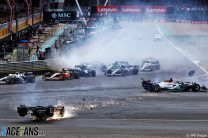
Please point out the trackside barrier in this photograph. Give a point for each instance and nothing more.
(179, 21)
(34, 66)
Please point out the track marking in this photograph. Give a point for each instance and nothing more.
(170, 120)
(180, 51)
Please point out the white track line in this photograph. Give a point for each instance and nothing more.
(162, 120)
(180, 51)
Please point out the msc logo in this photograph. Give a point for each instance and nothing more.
(54, 15)
(60, 15)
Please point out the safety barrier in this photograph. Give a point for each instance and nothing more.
(34, 66)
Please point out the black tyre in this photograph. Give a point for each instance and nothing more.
(196, 88)
(135, 72)
(10, 81)
(156, 88)
(22, 111)
(76, 75)
(93, 73)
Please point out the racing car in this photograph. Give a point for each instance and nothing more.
(158, 37)
(85, 71)
(65, 74)
(18, 78)
(150, 64)
(41, 112)
(121, 68)
(100, 67)
(174, 86)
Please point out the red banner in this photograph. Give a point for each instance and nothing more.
(131, 9)
(156, 9)
(106, 9)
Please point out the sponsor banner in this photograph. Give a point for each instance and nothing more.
(106, 9)
(132, 9)
(59, 16)
(156, 9)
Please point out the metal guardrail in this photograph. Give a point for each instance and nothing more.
(34, 66)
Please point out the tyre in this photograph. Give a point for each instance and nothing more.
(76, 75)
(9, 81)
(22, 111)
(135, 72)
(196, 88)
(156, 88)
(124, 73)
(93, 73)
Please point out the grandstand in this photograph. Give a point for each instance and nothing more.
(20, 19)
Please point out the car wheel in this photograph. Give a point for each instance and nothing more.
(9, 81)
(93, 73)
(76, 76)
(135, 72)
(196, 88)
(156, 88)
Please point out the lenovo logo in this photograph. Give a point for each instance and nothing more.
(108, 9)
(156, 10)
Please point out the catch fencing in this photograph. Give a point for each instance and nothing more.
(27, 66)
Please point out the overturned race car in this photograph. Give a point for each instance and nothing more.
(65, 74)
(173, 86)
(41, 112)
(121, 68)
(18, 78)
(150, 64)
(85, 71)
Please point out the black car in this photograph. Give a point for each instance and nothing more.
(84, 71)
(41, 112)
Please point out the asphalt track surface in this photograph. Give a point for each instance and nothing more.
(117, 106)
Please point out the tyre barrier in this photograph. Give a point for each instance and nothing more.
(28, 66)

:::

:: REQUEST ::
Update every one of the entries above so that "photograph" becomes "image" wherever it occurs, with everything else left unchanged. Leave the pictures out of your answer.

:: SOLUTION TO THIS PROBLEM ::
Please point out the trackside barrier in this image. Give a point for each instance and nothing more.
(179, 21)
(34, 66)
Please point out the track marking in this image. Give a point for each instance and nothing more.
(170, 120)
(180, 51)
Please point out the white track line in this image. Give a point for each instance and nothing more.
(162, 120)
(180, 51)
Please point out the msc logo in this image. Give a point for each instance and nothing more.
(54, 15)
(60, 15)
Please point out the safety barrier in this image. Give a point for each instance and nothing more.
(34, 66)
Please point out the black tyre in this image. Give a point for each instance and nothing more.
(196, 88)
(135, 72)
(10, 81)
(156, 88)
(22, 111)
(76, 75)
(93, 73)
Please point out the racing car in this image. Give a point for each instance and nothing more.
(158, 37)
(85, 71)
(65, 74)
(18, 78)
(150, 64)
(41, 112)
(121, 68)
(100, 67)
(174, 86)
Please point out the red banner in this image. Give a point for each instance and nothing more.
(131, 9)
(156, 9)
(106, 9)
Please point out the sponsor banner in this image. Give a point for each instance and nothing more.
(106, 9)
(132, 9)
(59, 16)
(156, 9)
Please point out the metal guardrail in this image. Give a point for each instance and nothing more.
(34, 66)
Please point out the tyre in this image. Give a point for each instance and nothing more.
(76, 75)
(9, 81)
(22, 111)
(135, 72)
(196, 88)
(156, 88)
(124, 73)
(93, 73)
Please point out the grandstand in this image. Give a point for each instance and nothing more.
(20, 19)
Please point out the car wheel in this image. Give a point for each instance and nothing more.
(9, 81)
(93, 73)
(76, 76)
(135, 72)
(196, 88)
(156, 88)
Please point out the lenovo logo in this image. Give a point for each instance and nothing more.
(108, 9)
(156, 10)
Please point out the catch fencing in this image. Give a point for each instance and nothing more.
(27, 66)
Please point out the overturned race car in this image. Give a point for each instance and nothing more.
(65, 74)
(173, 86)
(41, 112)
(121, 68)
(18, 78)
(150, 64)
(85, 71)
Please point out the black car in this image. Give a point for each instance and nothing more.
(84, 71)
(41, 112)
Please point out the asphalt track surface in this image. Give a point for each instance and nothing more.
(117, 106)
Please point out the tyre barrier in this image. Give a point for each instance and nothing more.
(28, 66)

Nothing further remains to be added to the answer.